EXCERPTED DATA Start Marker

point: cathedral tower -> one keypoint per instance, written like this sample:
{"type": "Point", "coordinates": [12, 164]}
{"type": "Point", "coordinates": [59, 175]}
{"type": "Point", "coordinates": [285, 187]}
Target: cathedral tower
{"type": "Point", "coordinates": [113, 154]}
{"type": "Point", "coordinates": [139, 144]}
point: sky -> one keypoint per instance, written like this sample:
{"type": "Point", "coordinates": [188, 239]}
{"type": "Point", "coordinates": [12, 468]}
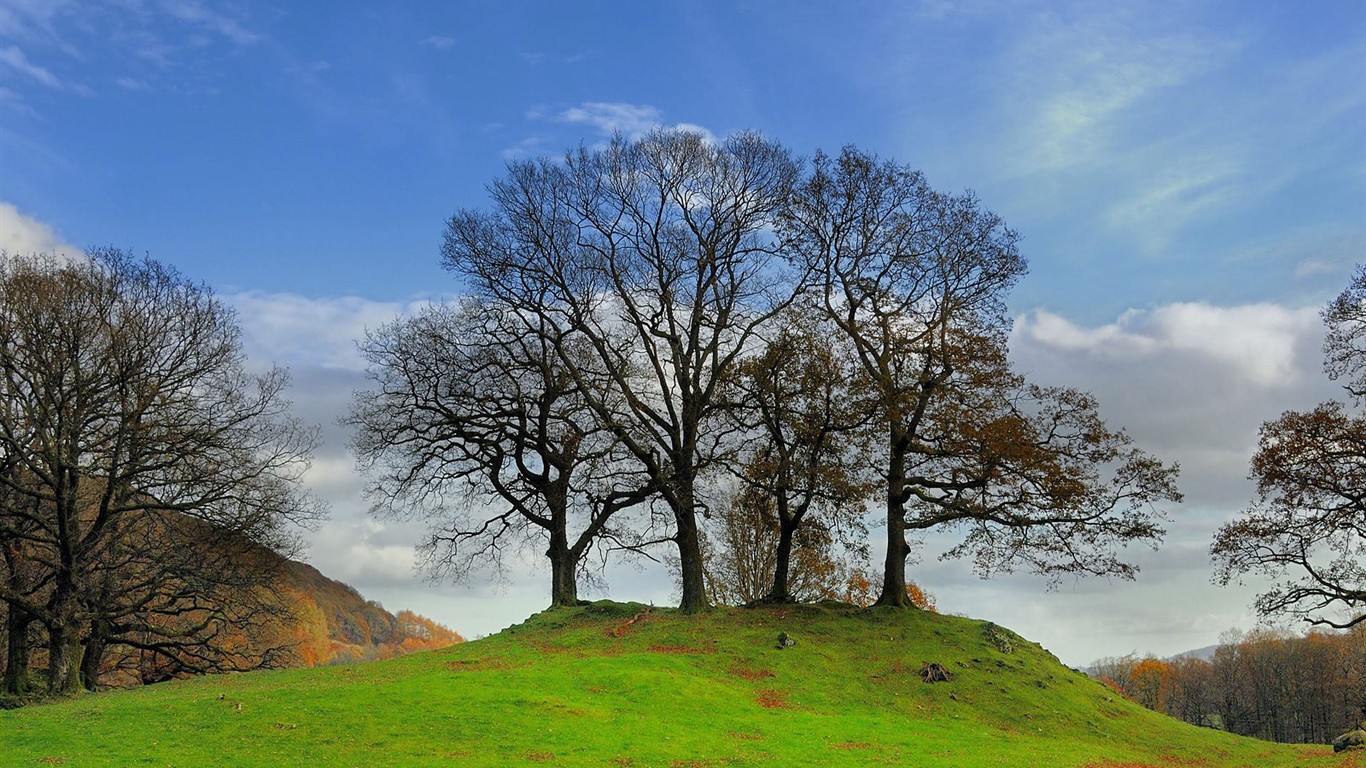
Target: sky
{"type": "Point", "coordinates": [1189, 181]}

EXCERPTED DATA End Marker

Show all lines above containing "this".

point: cathedral tower -> one keypoint per instance, written like this sample:
point: sky -> one keypoint per instance, written like this sample:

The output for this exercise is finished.